● Written instruction 1: On the Vectara Kafka Connect Plugin page, what is the default networking endpoint when the connector is launched?
● Written instruction 2: Extend the Vectara Kafka Connect Plugin page, picking up right after its last step.

● Passage shown:
* BEGIN *
Skip to main content
Version: 2.0

Vectara Kafka Connect Plugin

The Vectara Kafka Connect Plugin seamlessly integrates Confluent Cloud with Vectara, which enables real-time processing of data, allowing you to efficiently move data streams from Confluent directly into Vectara's database.

This plugin simplifies the ingestion process, ensuring that your data pipelines remain fast, reliable, and optimized for vector-based search and retrieval workflows. Whether you are building real-time recommendation engines or high-performance search platforms, the Vectara Kafka Connect Plugin is your gateway to unlocking a more seamless experience of data ingestion with Vectara.

Integration benefits

  • Real-time data ingestion: Automatically ingest and index data streams into Vectara for real-time search and retrieval.
  • Customizable metadata extraction: Configure the connector to look at fields in the data to import documents with the proper metadata attached.
  • Scalable and reliable: Built on Kafka Connect’s robust framework, ensuring reliable and scalable data pipelines.
  • Schema-aware processing: Supports Avro, JSON, Protobuf, and other common schema formats to simplify integration with your existing Kafka setup.
  • Optimized for vector search: Automatically converts raw data into vector embeddings, preparing your data for state-of-the-art search and retrieval capabilities in Vectara.

Use cases

  • Enterprise search: Synchronize unstructured or structured data from Kafka topics to Vectara, enabling high-speed, intelligent search across massive datasets.

Getting started with Confluent Cloud

To get started with Confluent Cloud, you add the Vectara plugin and launch the connector.

Add the plugin to Confluent Cloud

  1. Download the Vectara Sink Connector from the Confluent Hub.
  2. Login to Confluent Cloud.
  3. Navigate to your Environment and Cluster.
  4. Click Connector, Add Connector.
  5. Click Add Plugin and enter the following values:
    • Custom Plugin Name = kafka-connect-vectara-<version>
    • Custom Plugin Description = Plugin to integrate Confluent Cloud with Vectara
    • Connector Class = com.vectara.kafka.connect.VectaraUploadDocumentSinkConnector.
    • Select Source as the connector type.
    • Select the archive you downloaded in the first step.
    • Add api.key as a sensitive property.

Launching a connector

  1. From Connector Plugins, select the kafka-connect-vectara plugin that you just uploaded.
  2. Configure the Confluent API key (create a new one or use an existing key).
  3. Configure the networking endpoint, which is based on your api.url setting with api.vectara.io:443 by default.
  4. Configure the connector sizing.
  5. Launch the connector.
* END *
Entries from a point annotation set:
* BEGIN *
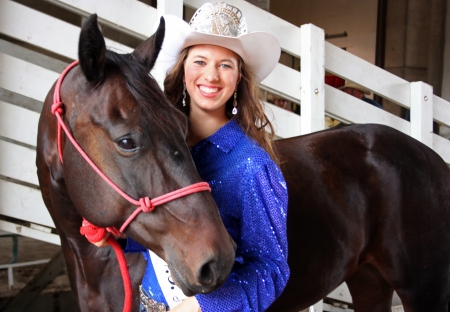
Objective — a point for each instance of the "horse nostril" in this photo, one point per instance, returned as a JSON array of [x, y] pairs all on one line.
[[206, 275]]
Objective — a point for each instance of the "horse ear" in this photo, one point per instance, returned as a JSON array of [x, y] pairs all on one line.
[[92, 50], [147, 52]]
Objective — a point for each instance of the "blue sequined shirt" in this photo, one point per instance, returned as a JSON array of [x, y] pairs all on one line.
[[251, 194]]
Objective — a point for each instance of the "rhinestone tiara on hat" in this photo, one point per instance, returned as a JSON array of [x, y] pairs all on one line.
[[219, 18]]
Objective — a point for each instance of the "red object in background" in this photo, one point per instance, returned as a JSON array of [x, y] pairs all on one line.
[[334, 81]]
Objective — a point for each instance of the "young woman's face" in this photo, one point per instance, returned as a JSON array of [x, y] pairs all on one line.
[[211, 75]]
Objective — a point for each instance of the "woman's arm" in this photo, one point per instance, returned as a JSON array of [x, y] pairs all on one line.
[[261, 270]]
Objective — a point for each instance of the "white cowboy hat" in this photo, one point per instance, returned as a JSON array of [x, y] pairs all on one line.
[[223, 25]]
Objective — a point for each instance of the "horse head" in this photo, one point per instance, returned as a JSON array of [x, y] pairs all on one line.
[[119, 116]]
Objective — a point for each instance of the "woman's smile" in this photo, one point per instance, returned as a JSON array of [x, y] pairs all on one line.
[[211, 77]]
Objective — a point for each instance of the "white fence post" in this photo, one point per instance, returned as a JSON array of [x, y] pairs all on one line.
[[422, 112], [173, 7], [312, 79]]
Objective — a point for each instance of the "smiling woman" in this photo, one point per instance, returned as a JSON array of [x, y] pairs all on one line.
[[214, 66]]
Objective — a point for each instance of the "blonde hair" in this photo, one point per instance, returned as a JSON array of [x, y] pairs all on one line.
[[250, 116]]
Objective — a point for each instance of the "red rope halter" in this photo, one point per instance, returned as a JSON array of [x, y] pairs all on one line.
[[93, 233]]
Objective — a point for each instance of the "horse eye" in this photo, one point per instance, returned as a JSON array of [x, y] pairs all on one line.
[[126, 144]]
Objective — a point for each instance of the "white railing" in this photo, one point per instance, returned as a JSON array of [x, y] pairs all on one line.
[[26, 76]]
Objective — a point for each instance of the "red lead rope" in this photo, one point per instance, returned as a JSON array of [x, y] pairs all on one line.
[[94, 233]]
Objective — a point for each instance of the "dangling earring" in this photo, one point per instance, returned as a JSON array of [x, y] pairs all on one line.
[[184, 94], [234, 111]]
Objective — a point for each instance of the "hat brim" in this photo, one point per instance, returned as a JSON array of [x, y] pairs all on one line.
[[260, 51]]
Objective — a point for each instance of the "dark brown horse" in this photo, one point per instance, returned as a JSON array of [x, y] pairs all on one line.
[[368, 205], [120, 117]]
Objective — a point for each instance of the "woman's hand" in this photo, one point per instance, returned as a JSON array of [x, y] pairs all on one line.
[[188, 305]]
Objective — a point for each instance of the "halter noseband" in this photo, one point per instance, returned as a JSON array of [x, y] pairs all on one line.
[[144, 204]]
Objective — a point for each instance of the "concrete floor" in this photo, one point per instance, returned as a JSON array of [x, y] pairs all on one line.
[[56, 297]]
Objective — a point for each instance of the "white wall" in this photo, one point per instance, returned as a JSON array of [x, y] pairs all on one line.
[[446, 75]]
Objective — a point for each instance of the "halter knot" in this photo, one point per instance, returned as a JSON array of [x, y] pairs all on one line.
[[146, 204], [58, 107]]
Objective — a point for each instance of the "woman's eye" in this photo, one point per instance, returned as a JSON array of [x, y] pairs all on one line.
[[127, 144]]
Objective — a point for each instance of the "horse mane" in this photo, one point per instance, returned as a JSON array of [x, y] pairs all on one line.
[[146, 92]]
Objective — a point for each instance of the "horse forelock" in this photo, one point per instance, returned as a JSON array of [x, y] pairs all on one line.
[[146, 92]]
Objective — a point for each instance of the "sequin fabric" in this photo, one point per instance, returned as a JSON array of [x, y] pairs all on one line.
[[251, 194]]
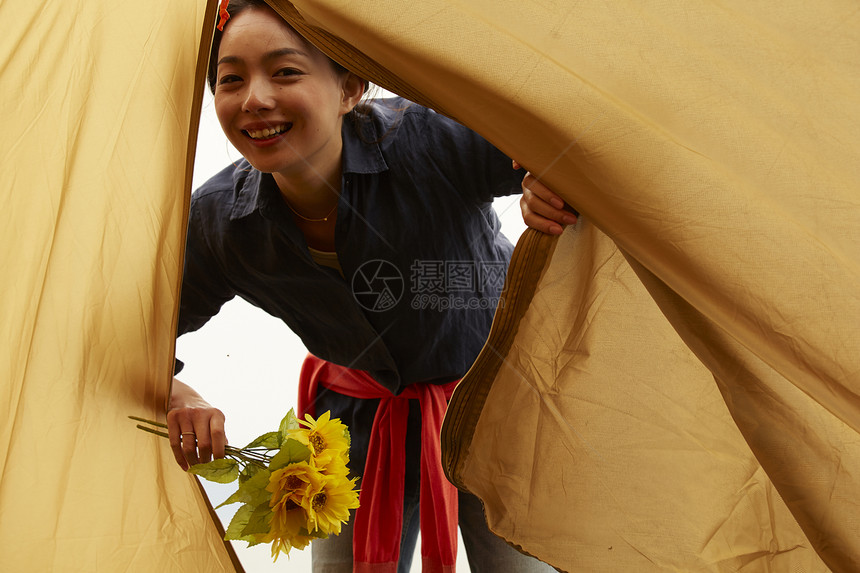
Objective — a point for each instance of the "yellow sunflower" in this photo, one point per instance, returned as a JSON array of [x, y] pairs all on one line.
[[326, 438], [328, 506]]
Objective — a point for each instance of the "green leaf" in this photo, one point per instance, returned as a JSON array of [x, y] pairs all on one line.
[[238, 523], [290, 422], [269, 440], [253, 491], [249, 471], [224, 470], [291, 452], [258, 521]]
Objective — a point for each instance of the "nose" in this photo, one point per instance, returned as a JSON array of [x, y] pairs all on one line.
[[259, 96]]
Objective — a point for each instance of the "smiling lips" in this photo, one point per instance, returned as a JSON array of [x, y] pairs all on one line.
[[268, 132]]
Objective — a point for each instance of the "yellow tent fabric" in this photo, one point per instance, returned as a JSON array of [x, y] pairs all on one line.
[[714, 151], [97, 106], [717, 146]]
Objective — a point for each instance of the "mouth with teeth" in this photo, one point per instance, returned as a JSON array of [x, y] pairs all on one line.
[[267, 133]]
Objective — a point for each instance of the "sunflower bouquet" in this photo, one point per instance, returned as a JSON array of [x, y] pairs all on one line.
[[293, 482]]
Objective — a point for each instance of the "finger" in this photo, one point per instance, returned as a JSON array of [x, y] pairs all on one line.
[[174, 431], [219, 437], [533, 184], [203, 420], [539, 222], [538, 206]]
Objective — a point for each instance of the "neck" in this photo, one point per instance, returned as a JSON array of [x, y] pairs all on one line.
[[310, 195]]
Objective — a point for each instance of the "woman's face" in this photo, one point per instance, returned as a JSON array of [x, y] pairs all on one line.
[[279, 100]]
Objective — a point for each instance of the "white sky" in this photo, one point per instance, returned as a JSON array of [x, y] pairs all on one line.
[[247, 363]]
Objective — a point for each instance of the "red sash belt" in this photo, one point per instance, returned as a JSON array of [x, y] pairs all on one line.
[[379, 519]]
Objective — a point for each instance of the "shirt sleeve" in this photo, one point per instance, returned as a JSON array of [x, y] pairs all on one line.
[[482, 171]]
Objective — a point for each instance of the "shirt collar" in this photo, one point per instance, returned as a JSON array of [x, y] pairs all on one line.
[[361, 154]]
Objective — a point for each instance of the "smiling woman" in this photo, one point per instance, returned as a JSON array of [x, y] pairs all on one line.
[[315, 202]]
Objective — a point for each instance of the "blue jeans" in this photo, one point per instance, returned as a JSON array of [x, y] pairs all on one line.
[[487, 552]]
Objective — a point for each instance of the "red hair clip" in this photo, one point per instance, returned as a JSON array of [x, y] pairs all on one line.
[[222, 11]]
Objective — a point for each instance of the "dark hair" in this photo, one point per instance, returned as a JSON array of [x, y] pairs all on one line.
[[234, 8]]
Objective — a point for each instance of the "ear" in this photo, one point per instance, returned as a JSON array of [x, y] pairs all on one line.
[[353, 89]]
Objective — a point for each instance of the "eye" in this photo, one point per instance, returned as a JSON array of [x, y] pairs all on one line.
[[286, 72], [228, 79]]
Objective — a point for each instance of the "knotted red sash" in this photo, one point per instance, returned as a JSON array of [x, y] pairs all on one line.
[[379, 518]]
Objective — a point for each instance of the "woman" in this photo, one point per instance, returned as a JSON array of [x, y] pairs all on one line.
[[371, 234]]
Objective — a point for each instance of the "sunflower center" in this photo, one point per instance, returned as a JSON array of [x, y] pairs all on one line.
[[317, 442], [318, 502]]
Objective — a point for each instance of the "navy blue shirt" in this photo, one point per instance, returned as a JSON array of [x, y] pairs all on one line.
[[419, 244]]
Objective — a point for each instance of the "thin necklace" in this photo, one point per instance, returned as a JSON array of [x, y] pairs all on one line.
* END *
● Final answer 1: api.vectara.io:443

● Final answer 2:
Example configuration

{
"connector.class": "com.vectara.kafka.connect.VectaraUploadDocumentSinkConnector",
"tasks.max": "1",
"key.converter": "io.confluent.connect.avro.AvroConverter",
"value.converter": "io.confluent.connect.avro.AvroConverter",
"api.key": "<Your Vectara API Key>",
"customer.id": "<Your Vectara Customer ID>",
"topics": "<Your Confluent Topics>",
"corpus.id": "<Your Vectara Corpus>",
"document.metadata.fields": "Id,OwnerUserId",
"transforms": "Cast",
"transforms.Cast.spec": "string",
"transforms.Cast.type": "org.apache.kafka.connect.transforms.Cast$Key"
}

This example consumes data from a topic and converts the key of the message to a string. Kafka-Connect-Vectara uses the key of the topic as the key in the Vectara corpus.

Sink connector

The Sink Connector imports data into Vectara through the Upload File API. The connector generates a text document based on the supplied incoming records from Kafka. Each of these text documents are uploaded to a document in the specified corpus based on the key of the record. The record of the key must be a string.

Class Name: com.vectara.kafka.connect.VectaraUploadDocumentSinkConnector

Sink connector configuration

Authentication

api.key: The API key for authenticating with Vectara. This key is a unique identifier issued by Vectara to ensure only authorized clients can access the API.

  • Type: PASSWORD
  • Importance: HIGH

Host

api.url: The base URL of the Vectara API endpoint that the connector uses to communicate with the Vectara service. This should be the fully qualified domain name (https://api.vectara.io) where the API is hosted.

Performance settings

max.requests: The maximum number of requests to process at once.

  • Type: INT
  • Default: 8
  • Valid Values: [1,...,10]
  • Importance: LOW

callback.executor.pool.size: The number of threads to use to handle the callbacks from service calls.

  • Type: INT
  • Default: 10
  • Importance: LOW

Corpus settings

corpus.id.location: Defines how the connector determines the corpus ID to use when storing data in the appropriate corpus within the Vectara service. When set to Config, the corpus ID is retrieved from the corpus.id configuration parameter. When set to Field, the corpus ID is dynamically retrieved from the field name specified in the corpus.field parameter. If the specified field is not found, an exception is thrown.

  • Type: STRING
  • Default: Config
  • Valid Values: Config, Field
  • Importance: HIGH

corpus.id: The ID of the corpus where data is stored.

  • Type: STRING
  • Default:
  • Importance: MEDIUM

corpus.field: Specifies the field within the value of the record from which the connector retrieves the corpus ID when corpus.id.location is set to Field. This field name indicates where the corpus key is located in the incoming data. If the field is not present in the value, an exception is thrown to ensure proper configuration and data routing.

  • Type: STRING
  • Default:
  • Importance: MEDIUM

Document settings

document.metadata.fields: Fields in the value that are copied to the document metadata.

  • Type: LIST
  • Default: []
  • Importance: HIGH

document.batch.timeout.seconds: The number of seconds to wait for each batch to finish.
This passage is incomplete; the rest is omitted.